→ Text shown:
++++++++

I would just keep doing what you are doing but also keep in mind to say "yes" to the kids as much as you possibly can. When a kid asks if they can stay up because they want to finish a chapter they are reading, say "no problem". When a kid asks to eat in the living room so they can watch a tv show, try to figure out a way so that you will be comfortable with the possibility of spilled chili on your sofa and say "sure". When someone says they aren't hungry at mealtime, let them know the leftovers will be in the fridge if they get hungry.

Ease into it. Don't make a big deal out of it.

Julie S.

----- Original Message -----
From: Ellen Oberlin <ellenoberlin@...>
Date: Friday, November 18, 2005 9:28 am
Subject: [unschoolingbasics] Bedtimes & Meal Times

> Hi All,
>
> I am starting to unschool again after about 1-1/2 years of too
> much
> structure. I guess I got scared for a while there. It occured to
> me
> yesterday that since we weren't starting "lessons" at a certaine
> time in the
> morning I didn't really see a point to a certain bedtime.

++++++++

→ To be done:
a - Update the stretch of the unschooling email from "I would just" through "deal out of it.", replacing "sofa" with "couch".
b - In one to three sentences, explain why Ellen Oberlin, according to the unschooling email, no longer saw a point to a certain bedtime.

→ Data excerpts:

++++++++

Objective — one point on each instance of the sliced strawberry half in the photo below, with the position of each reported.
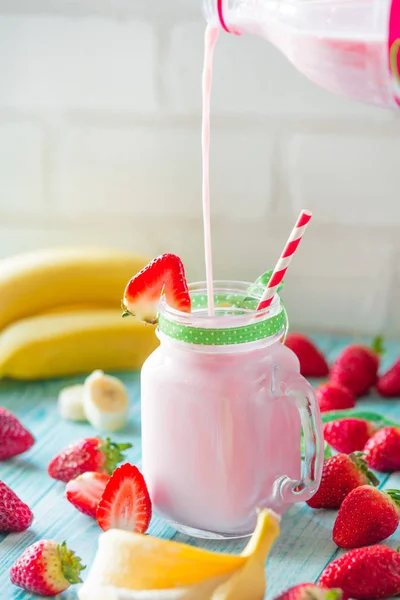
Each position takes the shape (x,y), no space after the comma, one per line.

++++++++

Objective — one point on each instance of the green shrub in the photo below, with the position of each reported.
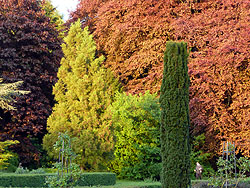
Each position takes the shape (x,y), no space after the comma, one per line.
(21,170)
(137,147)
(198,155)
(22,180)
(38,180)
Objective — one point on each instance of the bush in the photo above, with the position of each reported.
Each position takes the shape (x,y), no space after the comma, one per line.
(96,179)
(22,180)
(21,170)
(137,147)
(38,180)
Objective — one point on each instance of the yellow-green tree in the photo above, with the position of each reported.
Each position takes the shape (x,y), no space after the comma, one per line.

++++++++

→ Answers to each task:
a -
I would just keep doing what you are doing but also keep in mind to say "yes" to the kids as much as you possibly can. When a kid asks if they can stay up because they want to finish a chapter they are reading, say "no problem". When a kid asks to eat in the living room so they can watch a tv show, try to figure out a way so that you will be comfortable with the possibility of spilled chili on your couch and say "sure". When someone says they aren't hungry at mealtime, let them know the leftovers will be in the fridge if they get hungry.

Ease into it. Don't make a big deal out of it.

b - Ellen Oberlin no longer saw a point to a certain bedtime because they weren't starting "lessons" at a certain time in the morning.